Task instructions —
Format the records as a Markdown table with the columns Row and Line, starting with their first line and going on through the line containing "183L460 188L462 247L545". Leave out blank lines.

Stored records:
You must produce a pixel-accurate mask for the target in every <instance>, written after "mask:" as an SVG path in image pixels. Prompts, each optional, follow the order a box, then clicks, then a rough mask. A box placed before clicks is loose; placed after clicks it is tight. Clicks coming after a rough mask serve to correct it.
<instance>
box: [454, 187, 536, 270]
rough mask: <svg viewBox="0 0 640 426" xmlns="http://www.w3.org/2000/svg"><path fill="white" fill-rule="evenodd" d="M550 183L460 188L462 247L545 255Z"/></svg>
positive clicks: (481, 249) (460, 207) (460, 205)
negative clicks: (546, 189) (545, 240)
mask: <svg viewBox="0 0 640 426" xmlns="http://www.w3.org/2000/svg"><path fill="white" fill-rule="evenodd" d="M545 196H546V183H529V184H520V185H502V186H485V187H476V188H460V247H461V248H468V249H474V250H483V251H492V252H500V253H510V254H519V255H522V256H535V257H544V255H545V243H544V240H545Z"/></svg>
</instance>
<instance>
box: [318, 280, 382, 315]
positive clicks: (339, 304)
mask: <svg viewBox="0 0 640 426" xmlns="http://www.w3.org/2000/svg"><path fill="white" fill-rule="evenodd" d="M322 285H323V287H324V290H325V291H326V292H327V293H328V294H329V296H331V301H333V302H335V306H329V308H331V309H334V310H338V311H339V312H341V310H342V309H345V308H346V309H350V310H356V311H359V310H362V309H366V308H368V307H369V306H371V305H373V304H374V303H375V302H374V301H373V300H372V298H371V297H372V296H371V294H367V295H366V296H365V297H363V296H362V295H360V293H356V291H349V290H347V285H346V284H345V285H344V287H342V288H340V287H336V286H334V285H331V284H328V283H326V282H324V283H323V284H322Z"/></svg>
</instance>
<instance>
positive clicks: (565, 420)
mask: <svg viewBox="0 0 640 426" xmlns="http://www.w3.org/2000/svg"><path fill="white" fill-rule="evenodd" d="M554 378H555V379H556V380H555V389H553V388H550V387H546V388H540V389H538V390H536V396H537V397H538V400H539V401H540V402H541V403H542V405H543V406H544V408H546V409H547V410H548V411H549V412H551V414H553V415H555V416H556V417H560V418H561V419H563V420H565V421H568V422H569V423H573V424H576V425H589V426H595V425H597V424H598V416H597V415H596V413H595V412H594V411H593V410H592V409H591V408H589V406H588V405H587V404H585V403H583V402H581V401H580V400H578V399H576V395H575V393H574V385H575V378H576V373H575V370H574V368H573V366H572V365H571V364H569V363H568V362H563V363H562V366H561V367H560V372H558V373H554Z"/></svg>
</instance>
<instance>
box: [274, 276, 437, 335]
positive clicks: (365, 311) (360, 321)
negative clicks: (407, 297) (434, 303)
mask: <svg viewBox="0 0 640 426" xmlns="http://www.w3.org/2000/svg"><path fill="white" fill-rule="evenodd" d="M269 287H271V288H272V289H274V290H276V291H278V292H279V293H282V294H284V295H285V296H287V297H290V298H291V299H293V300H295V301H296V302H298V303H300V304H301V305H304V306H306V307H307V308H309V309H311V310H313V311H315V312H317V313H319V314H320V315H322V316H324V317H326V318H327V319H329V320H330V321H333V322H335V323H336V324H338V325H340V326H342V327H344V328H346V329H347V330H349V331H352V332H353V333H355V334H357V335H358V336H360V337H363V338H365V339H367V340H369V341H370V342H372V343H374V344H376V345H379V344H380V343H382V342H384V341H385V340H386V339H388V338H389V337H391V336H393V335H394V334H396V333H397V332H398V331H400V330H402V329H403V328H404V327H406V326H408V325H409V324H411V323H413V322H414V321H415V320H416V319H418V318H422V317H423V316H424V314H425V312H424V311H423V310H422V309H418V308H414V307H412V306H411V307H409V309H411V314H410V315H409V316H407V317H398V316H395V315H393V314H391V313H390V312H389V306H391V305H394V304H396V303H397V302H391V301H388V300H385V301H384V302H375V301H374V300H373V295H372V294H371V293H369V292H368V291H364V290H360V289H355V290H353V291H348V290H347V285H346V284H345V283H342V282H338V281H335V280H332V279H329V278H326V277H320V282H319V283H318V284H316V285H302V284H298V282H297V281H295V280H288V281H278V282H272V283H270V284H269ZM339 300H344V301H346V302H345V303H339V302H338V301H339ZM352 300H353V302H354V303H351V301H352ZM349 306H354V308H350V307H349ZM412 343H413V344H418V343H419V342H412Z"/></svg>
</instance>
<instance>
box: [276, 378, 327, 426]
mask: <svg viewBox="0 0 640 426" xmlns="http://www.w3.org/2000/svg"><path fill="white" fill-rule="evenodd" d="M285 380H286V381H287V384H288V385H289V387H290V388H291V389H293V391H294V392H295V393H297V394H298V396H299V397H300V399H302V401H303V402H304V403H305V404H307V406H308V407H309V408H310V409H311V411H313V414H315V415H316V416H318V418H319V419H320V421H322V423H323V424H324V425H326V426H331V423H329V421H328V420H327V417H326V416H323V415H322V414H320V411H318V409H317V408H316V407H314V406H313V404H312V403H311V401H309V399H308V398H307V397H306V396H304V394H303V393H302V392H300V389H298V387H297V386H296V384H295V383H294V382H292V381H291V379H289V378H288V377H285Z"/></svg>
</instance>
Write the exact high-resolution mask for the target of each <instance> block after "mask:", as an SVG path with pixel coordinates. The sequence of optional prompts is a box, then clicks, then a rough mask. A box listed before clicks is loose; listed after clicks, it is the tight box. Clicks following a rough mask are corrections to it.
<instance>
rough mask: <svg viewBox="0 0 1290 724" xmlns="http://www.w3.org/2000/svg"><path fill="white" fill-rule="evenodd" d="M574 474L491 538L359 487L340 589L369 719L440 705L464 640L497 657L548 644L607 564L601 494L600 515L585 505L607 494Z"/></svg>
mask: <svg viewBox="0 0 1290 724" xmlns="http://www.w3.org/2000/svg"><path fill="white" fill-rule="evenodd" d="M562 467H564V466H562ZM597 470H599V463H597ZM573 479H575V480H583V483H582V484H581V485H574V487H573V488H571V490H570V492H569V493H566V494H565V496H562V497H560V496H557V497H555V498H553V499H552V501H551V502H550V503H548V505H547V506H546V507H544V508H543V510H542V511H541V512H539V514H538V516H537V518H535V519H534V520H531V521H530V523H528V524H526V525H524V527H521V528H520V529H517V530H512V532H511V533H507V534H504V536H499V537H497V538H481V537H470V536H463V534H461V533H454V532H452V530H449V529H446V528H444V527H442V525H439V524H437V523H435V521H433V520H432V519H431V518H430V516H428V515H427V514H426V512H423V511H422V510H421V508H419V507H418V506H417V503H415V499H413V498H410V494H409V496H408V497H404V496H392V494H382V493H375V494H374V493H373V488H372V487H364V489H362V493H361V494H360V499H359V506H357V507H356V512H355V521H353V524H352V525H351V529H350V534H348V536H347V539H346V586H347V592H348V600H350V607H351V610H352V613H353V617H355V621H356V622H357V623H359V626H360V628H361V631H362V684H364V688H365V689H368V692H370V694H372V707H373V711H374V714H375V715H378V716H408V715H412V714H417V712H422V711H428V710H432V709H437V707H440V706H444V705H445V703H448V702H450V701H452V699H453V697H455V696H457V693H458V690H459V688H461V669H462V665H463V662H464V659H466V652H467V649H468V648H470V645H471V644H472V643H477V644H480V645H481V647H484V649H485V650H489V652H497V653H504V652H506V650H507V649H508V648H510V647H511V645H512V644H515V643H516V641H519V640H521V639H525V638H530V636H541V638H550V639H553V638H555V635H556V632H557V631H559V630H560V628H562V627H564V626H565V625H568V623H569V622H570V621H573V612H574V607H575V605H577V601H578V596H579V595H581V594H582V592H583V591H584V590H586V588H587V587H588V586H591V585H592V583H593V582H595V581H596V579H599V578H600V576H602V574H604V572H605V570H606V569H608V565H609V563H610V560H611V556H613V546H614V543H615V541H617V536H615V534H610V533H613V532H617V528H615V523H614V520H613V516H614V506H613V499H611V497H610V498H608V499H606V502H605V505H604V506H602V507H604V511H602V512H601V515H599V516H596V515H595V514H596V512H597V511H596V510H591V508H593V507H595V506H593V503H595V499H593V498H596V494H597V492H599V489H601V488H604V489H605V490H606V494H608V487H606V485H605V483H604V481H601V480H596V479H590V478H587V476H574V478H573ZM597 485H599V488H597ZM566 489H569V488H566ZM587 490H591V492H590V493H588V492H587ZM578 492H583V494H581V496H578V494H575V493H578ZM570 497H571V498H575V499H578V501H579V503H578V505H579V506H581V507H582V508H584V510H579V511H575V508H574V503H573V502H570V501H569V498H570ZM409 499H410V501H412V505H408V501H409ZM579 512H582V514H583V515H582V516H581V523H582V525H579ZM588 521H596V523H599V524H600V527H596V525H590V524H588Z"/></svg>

Task output —
| Row | Line |
|---|---|
| 1 | You must produce a pixel-accurate mask for the target in every <instance>, written after "mask:" as an SVG path in image pixels. Prompts, each optional, follow the order a box, then clicks, then a rough mask. A box placed before clicks is loose; placed after clicks it is tight. Clicks coming after a rough mask serve to correct it. |
| 2 | <instance> |
| 3 | box: [454, 187, 536, 270] |
| 4 | rough mask: <svg viewBox="0 0 640 426" xmlns="http://www.w3.org/2000/svg"><path fill="white" fill-rule="evenodd" d="M550 183L460 188L462 247L545 255Z"/></svg> |